- **Activity**
Copy each line of the records that holds the string "instance".

Collection entries
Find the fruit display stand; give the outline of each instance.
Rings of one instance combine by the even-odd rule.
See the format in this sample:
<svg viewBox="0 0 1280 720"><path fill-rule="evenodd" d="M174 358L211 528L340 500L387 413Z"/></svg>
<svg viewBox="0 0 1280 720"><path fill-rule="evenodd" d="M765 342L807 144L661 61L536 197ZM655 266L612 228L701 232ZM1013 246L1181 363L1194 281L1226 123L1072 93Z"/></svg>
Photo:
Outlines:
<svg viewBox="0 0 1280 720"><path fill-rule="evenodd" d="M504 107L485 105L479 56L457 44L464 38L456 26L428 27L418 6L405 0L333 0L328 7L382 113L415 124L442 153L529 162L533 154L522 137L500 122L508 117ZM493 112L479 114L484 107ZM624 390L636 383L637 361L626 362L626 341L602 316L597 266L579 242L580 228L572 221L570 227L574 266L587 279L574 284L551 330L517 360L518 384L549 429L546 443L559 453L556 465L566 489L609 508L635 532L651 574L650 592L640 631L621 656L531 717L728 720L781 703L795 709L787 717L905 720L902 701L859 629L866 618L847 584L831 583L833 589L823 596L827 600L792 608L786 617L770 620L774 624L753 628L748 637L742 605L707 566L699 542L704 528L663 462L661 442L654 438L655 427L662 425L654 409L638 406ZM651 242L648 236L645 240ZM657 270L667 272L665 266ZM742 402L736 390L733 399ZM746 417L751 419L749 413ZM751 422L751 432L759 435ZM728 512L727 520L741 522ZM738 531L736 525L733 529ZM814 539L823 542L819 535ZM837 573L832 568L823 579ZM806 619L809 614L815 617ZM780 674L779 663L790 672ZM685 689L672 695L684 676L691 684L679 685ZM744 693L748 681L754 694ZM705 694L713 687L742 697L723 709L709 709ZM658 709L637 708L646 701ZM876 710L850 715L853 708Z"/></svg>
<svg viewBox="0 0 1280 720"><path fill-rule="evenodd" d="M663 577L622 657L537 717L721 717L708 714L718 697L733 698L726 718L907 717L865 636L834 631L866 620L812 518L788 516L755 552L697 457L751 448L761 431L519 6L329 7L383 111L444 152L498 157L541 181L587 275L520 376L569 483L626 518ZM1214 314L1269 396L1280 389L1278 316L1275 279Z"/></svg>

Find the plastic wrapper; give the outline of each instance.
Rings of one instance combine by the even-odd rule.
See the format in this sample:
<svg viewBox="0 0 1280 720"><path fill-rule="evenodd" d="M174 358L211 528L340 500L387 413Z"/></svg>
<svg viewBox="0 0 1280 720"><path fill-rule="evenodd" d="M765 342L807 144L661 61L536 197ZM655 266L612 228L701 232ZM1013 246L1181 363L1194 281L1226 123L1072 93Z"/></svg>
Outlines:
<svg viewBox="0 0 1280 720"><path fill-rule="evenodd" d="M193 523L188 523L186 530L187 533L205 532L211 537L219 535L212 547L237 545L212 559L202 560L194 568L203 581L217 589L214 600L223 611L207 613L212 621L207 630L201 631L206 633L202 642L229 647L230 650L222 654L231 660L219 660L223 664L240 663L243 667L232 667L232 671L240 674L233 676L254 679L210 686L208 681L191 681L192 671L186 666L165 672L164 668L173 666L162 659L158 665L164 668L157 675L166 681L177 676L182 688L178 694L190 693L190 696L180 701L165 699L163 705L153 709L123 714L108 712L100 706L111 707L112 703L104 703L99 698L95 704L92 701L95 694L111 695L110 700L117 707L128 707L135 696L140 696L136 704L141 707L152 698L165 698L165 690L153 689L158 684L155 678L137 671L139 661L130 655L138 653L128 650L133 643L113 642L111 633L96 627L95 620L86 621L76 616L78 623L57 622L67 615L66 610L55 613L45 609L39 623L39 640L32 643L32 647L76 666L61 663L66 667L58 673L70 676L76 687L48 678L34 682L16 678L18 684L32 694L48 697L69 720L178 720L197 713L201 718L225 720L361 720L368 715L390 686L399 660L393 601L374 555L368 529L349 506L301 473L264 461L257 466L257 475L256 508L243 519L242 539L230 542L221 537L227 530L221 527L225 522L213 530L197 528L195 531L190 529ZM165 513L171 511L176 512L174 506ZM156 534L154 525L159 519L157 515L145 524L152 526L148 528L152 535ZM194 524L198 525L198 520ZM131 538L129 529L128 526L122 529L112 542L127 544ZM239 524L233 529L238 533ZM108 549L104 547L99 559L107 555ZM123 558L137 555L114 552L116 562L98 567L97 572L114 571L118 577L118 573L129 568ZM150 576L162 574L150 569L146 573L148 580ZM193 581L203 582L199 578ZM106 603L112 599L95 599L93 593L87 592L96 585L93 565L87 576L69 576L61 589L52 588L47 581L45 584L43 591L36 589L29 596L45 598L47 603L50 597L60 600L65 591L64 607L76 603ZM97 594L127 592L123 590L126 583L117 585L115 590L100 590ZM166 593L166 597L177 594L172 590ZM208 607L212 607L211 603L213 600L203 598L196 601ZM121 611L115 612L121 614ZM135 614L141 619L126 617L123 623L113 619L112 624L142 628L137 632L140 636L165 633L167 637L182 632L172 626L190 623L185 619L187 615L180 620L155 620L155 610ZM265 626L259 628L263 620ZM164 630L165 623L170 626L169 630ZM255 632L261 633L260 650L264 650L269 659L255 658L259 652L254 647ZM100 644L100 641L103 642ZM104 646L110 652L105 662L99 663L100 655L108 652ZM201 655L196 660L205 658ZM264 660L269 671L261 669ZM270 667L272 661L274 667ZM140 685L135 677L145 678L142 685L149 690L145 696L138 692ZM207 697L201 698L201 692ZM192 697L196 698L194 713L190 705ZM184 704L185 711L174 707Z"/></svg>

- **Exercise answer**
Find the fruit display stand; give the outline of each instance.
Rings of one instance combine by the even-odd rule.
Find the plastic wrapper; give the outline of each instance.
Rings of one instance combine by the even-odd rule.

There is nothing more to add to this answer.